## Set exercise 1
From the Piclopedia text below, reproduce the passage between "Piclopedia will make" and "the Piclopedia.org website.", inclusive.
## Set exercise 2
In the Piclopedia text below, what did the organization founded by Paul Polak simplify?

## Text
Rationale and Strategy



During the 19th and early 20th centuries, when “First World” agriculture was still a primitive affair, farmers in the US, Canada and Australia invented and disseminated through farming magazines designs and instructions for easy-to-build devices that made farming easier, more efficient, and more profitable, thereby leading to better lives for their families and communities. These tools - cultivators, water filters for cisterns, drip irrigation, and so on - are still being developed today by NGOs and Appropriate Technology buffs, as well as by farmers and artisans themselves (see the Examples page). One great example is the organization founded by Paul Polak, which simplified a drip irrigation design in order to make it accessible to farmers at the bottom - who indeed have improved their lives with it. <<Interview>>

Piclopedia will make these inventions and instructions on how to build them widely available to developing world farmers and artisans. Step one is to transform the old drawings and instructions into explicit pictorial plans that anyone can follow irrespective of language and literacy, and to put them on the Piclopedia.org website.

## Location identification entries

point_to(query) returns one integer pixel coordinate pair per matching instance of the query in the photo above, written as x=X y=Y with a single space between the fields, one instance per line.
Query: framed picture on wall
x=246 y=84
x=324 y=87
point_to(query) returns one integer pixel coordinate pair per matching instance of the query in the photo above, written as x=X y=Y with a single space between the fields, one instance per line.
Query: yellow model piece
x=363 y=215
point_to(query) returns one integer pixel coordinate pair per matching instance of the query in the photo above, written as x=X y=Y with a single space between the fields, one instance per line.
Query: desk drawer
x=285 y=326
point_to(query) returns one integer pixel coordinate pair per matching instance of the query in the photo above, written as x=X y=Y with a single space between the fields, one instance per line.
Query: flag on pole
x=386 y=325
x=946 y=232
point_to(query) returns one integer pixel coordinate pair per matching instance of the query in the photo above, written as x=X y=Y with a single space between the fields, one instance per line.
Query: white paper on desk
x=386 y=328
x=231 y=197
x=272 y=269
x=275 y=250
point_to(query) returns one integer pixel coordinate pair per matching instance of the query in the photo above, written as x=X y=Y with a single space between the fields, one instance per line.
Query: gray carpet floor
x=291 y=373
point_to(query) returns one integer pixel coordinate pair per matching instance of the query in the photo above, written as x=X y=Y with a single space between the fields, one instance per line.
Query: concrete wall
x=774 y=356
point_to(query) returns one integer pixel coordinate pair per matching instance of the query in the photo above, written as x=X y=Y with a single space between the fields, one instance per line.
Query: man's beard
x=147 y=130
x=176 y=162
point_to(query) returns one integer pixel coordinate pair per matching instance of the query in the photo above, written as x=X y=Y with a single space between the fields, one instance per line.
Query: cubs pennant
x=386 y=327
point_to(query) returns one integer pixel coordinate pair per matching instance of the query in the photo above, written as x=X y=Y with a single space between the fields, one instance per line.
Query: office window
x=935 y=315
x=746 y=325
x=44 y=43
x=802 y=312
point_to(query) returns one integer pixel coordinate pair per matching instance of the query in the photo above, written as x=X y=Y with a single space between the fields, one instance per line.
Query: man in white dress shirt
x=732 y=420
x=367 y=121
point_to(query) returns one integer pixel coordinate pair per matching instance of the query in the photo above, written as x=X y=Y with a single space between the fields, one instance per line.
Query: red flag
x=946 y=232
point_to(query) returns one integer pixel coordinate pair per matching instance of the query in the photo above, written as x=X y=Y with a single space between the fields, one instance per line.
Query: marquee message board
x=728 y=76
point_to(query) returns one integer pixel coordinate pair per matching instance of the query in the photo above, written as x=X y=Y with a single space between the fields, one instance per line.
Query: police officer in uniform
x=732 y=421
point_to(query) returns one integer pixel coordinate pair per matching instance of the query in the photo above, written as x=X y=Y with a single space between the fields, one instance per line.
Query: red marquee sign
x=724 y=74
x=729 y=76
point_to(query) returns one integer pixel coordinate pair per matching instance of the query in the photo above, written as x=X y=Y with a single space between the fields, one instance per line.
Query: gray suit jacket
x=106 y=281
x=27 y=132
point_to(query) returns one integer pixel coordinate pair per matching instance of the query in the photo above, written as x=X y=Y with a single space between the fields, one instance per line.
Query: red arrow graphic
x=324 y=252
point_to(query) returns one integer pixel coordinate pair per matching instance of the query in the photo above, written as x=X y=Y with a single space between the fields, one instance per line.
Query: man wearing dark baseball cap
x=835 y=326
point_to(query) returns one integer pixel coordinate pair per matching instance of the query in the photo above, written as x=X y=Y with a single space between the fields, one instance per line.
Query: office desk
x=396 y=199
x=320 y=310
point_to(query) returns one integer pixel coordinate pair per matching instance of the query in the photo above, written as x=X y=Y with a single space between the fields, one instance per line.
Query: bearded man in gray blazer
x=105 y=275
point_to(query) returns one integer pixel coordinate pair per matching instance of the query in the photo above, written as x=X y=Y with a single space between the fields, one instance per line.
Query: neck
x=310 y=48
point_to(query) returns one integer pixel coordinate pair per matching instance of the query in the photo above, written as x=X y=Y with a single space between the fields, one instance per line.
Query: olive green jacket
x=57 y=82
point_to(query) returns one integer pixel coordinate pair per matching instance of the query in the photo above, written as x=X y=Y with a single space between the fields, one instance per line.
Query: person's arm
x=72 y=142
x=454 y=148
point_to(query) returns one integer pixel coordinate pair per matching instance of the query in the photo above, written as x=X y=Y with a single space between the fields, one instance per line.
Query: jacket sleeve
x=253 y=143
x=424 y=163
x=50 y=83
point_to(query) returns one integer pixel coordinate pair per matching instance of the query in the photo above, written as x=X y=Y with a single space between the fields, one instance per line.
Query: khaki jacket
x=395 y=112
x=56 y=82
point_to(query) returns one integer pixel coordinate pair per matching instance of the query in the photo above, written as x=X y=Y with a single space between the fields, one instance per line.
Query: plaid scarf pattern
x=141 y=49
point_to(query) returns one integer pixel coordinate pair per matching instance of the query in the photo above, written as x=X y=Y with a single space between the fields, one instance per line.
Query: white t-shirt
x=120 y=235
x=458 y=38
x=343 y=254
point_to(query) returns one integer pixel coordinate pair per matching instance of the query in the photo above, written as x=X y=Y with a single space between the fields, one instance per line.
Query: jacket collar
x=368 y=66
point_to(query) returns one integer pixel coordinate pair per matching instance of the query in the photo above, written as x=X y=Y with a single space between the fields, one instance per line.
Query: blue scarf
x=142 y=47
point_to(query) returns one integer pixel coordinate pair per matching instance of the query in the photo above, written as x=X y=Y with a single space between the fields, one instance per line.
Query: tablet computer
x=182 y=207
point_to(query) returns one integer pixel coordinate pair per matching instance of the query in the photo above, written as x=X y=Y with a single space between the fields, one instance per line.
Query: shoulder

## Task output 1
Piclopedia will make these inventions and instructions on how to build them widely available to developing world farmers and artisans. Step one is to transform the old drawings and instructions into explicit pictorial plans that anyone can follow irrespective of language and literacy, and to put them on the Piclopedia.org website.

## Task output 2
A drip irrigation design.